- SHORT TASK
Everything from the line holding "Each instance of the distant" through the last line below must be repeated exactly, and nothing else.

- DATA ROWS
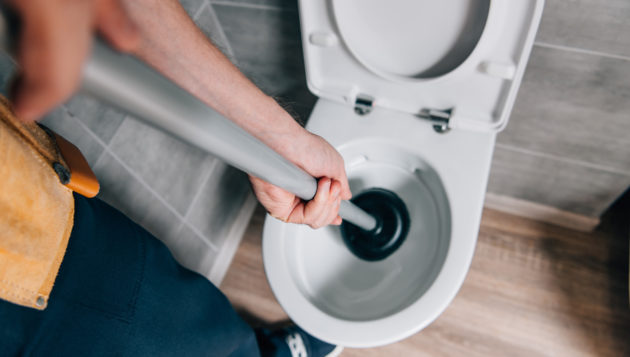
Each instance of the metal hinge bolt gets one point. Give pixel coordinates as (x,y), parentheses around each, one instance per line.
(363,104)
(439,118)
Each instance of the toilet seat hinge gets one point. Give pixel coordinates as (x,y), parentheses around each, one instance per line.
(439,118)
(363,104)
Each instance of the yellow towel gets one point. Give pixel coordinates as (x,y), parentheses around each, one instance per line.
(36,211)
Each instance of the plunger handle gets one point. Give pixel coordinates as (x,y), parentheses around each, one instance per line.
(126,83)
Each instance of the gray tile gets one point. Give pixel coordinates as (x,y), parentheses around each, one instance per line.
(220,201)
(588,24)
(565,185)
(191,6)
(287,4)
(102,119)
(7,69)
(267,46)
(208,24)
(192,252)
(61,122)
(575,106)
(121,190)
(173,169)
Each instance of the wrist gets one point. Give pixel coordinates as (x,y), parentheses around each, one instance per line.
(282,132)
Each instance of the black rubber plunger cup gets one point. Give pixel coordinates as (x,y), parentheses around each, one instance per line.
(391,230)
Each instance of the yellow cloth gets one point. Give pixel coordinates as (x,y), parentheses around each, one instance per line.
(36,211)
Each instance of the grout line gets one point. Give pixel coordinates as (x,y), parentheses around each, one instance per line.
(250,6)
(168,206)
(228,46)
(234,236)
(559,158)
(580,50)
(195,16)
(203,184)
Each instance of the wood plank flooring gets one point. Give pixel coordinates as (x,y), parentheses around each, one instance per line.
(533,289)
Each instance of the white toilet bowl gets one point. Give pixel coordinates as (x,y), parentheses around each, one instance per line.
(441,177)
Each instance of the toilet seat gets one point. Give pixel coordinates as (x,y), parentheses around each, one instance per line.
(461,159)
(480,90)
(397,39)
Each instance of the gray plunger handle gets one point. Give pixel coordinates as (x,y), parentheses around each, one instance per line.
(134,87)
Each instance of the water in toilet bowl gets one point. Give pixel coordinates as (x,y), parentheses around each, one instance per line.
(347,287)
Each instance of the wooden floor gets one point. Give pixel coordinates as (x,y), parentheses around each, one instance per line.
(533,289)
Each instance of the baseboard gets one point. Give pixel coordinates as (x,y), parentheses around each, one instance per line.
(540,212)
(232,241)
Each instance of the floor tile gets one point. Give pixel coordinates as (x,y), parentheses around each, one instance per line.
(101,118)
(191,6)
(575,106)
(61,122)
(7,69)
(207,22)
(219,202)
(123,191)
(175,170)
(289,4)
(267,46)
(193,252)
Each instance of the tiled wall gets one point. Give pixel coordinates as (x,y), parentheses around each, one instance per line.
(568,141)
(567,144)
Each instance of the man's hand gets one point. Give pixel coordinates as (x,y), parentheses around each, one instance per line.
(55,38)
(319,159)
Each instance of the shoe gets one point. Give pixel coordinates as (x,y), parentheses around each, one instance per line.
(294,342)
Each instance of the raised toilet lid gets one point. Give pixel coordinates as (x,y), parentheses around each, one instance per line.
(413,56)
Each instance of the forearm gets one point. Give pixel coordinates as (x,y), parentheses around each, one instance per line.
(171,43)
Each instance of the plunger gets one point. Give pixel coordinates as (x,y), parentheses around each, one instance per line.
(374,224)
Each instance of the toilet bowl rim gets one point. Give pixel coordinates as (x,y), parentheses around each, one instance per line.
(377,332)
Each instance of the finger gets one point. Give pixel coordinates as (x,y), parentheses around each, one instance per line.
(334,212)
(314,210)
(331,208)
(346,194)
(52,46)
(278,202)
(115,25)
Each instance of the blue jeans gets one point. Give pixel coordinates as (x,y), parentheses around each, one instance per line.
(119,292)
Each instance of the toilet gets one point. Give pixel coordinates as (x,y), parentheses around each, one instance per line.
(412,94)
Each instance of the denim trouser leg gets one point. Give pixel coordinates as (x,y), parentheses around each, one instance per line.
(119,292)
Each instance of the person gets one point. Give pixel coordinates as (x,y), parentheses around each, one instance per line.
(117,290)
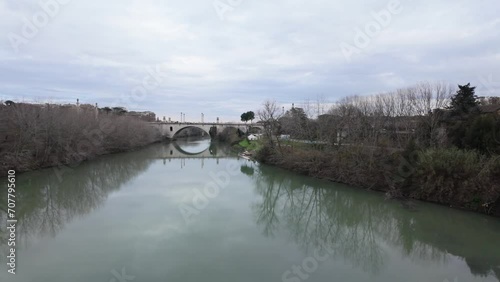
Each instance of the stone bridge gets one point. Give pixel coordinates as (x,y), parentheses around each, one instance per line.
(169,129)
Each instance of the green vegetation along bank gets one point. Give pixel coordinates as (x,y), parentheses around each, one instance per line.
(420,143)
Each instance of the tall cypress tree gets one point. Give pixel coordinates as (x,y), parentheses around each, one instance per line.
(465,101)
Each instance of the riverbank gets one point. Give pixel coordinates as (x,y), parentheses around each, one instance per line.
(451,177)
(34,137)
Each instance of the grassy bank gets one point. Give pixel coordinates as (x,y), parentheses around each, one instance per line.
(38,136)
(452,177)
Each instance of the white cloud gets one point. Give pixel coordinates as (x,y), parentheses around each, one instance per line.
(286,50)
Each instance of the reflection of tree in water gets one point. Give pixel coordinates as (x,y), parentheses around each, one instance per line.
(45,204)
(248,170)
(358,225)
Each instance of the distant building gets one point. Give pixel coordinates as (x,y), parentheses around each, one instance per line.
(145,116)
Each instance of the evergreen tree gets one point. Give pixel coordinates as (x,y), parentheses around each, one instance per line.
(465,101)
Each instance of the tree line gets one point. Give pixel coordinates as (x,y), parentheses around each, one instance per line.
(429,141)
(33,136)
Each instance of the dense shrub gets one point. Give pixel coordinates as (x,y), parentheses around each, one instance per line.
(35,136)
(457,177)
(465,179)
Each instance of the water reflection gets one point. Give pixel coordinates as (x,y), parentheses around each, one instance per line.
(360,226)
(47,202)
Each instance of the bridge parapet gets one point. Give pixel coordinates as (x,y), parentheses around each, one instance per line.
(169,129)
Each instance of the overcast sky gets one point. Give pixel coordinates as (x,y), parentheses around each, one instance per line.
(228,60)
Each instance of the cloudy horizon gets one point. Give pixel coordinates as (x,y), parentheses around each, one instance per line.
(225,57)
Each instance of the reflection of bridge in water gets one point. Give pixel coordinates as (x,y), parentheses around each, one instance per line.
(203,149)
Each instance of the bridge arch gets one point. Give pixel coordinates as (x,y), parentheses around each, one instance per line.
(174,130)
(182,151)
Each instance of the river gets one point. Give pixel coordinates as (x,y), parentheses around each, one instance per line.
(194,211)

- THE SOLUTION
Each instance of the distant building gets one point. Give pixel coordinates as (x,y), parentheses around each, one instance per line.
(145,116)
Each instance of the evergreen tree gets one point. Give pixel coordinates as (x,y), parentheses around each, one instance per line.
(465,101)
Each instance of the tree line gets one point. Give pixel coordinates as (x,y), parentheses around each, one instance per line.
(429,141)
(33,136)
Each instance of the dense shrub gets one point. Give pixel coordinates as (x,y), parentheses around each, one instance per line.
(35,136)
(457,177)
(465,179)
Each instance of the water reflection gets one point. Give pixel coordinates as (x,y), parentheses around each, one instance per line.
(360,226)
(47,202)
Each instance of the bridge parapet gets one point. Give pixel coordinates as (x,y), parentheses around each, one instance per line.
(169,129)
Each instance of the overcast sky gets one point. Give pixel coordinates as (x,y), parentheses around each, one instance per line.
(228,60)
Each instance of the cloudy horizon gets one point. Give pixel coordinates as (x,y), parentheses around each, one instance per line.
(225,57)
Each instance of the reflection of bridge in water gets one point. Give pixel coordinates as (x,y), parentheses around each, one instance per line.
(203,149)
Each instance of the bridge arch gets one point. Give pixel coordinates as (x,y), parentheses around each, one instance per line.
(174,130)
(182,151)
Each instance of the river gets one point. Give pixel coordinates as (x,y), parentheses around each, one instance per line.
(194,211)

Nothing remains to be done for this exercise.